What you are asked to do: Show each line from the listing below that contains the word "pile", copying every such line.

Region labeling items
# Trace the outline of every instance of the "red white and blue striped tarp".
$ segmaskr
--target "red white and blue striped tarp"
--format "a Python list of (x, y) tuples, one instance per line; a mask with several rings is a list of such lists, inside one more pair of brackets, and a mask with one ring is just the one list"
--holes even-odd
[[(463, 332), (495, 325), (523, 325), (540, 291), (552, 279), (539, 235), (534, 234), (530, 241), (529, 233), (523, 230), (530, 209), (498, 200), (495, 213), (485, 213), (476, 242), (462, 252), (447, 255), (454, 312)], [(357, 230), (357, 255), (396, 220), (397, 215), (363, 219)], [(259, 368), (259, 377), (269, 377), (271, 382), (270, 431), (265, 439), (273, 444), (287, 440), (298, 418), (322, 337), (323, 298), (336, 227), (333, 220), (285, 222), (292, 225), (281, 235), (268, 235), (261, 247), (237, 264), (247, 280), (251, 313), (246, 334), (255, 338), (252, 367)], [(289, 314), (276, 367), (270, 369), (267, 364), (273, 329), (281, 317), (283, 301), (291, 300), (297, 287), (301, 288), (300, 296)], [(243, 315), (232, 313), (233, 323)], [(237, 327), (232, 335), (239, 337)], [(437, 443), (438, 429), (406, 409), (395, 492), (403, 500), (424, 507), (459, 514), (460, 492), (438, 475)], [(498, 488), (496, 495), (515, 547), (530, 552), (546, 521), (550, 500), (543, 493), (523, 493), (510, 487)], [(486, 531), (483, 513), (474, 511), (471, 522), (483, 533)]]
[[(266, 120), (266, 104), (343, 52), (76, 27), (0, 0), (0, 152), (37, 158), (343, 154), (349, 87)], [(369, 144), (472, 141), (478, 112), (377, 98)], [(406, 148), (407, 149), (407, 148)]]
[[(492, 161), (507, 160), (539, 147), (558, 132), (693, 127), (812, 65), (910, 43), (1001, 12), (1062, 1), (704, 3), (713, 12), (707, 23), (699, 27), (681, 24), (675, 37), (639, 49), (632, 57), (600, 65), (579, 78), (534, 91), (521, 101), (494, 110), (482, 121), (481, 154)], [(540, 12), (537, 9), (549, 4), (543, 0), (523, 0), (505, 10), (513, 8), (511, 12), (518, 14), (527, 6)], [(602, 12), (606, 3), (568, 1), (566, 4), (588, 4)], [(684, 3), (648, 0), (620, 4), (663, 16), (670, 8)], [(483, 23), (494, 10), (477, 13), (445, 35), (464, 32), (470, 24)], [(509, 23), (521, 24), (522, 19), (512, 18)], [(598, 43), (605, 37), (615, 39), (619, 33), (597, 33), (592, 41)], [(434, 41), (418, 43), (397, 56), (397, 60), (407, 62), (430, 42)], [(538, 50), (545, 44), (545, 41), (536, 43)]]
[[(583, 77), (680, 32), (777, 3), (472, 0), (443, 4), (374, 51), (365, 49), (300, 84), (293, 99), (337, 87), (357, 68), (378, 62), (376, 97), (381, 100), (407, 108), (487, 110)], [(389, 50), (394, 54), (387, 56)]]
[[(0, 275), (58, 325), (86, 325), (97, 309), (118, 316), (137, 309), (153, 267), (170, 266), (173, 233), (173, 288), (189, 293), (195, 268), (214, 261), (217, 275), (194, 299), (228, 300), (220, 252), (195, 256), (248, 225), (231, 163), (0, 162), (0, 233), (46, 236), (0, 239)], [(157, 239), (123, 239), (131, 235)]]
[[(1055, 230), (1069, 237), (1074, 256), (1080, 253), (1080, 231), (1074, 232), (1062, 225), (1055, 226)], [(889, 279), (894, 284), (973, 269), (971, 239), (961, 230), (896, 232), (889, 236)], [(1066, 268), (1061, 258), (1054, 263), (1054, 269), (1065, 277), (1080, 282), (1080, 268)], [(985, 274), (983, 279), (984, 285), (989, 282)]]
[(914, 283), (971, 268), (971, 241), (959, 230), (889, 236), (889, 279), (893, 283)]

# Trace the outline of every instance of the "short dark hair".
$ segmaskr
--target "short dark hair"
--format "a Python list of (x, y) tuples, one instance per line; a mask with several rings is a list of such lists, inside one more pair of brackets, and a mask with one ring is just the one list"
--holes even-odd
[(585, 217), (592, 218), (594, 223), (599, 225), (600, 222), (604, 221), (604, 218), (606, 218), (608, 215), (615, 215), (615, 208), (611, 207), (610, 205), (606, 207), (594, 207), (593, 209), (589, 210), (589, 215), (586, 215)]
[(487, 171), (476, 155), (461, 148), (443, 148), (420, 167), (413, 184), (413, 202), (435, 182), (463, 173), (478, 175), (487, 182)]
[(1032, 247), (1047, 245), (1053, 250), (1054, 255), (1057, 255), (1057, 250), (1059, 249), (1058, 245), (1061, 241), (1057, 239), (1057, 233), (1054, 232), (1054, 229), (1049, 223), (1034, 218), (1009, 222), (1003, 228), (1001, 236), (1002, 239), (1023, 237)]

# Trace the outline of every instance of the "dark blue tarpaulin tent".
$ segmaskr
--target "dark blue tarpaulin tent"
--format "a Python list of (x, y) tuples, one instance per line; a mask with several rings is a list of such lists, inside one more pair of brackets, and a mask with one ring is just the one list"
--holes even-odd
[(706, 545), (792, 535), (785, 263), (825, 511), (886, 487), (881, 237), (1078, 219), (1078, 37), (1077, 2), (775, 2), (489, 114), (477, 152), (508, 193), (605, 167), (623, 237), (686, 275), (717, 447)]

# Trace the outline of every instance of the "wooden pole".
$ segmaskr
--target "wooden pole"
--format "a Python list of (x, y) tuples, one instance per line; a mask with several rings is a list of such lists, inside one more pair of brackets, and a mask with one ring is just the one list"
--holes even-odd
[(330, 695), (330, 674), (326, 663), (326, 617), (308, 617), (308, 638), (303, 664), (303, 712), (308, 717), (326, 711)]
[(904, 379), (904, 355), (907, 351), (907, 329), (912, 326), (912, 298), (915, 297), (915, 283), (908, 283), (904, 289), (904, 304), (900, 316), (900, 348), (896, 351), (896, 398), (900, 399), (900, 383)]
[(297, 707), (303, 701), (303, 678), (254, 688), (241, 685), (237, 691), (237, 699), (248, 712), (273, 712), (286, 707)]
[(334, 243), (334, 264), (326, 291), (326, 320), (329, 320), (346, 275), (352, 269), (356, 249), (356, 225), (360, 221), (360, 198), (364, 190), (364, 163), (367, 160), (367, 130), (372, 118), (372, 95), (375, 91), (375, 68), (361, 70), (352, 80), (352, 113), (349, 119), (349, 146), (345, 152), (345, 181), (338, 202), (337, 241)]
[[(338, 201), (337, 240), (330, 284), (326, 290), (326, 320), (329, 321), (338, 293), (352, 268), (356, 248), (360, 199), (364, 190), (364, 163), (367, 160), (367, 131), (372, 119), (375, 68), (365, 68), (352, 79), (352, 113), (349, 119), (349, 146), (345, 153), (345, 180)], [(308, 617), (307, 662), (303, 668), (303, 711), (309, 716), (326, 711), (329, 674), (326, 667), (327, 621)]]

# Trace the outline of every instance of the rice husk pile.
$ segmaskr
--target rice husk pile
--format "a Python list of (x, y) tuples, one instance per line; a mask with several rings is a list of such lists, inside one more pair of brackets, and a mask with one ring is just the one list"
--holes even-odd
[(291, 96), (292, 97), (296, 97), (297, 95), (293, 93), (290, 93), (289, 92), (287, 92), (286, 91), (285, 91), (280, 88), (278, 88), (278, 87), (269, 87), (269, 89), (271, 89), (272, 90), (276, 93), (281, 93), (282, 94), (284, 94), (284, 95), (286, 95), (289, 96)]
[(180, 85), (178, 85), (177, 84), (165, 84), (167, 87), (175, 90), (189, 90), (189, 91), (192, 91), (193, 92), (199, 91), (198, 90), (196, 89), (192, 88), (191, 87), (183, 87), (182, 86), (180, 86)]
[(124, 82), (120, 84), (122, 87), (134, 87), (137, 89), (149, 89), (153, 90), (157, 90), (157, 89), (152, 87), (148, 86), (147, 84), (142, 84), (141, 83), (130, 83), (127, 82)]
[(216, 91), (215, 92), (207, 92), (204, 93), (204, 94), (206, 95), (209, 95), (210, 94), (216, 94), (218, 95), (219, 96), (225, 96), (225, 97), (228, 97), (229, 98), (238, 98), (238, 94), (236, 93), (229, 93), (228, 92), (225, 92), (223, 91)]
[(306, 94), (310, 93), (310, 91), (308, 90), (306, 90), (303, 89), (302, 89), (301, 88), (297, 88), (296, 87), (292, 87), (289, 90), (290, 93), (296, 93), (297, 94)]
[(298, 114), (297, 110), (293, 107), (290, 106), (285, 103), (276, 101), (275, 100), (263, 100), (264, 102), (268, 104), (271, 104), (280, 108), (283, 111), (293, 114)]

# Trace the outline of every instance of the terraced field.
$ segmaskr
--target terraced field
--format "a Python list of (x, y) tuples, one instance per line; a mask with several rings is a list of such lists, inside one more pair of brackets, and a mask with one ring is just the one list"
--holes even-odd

The solution:
# Trace the outline of every instance of the rice husk pile.
--target rice husk pile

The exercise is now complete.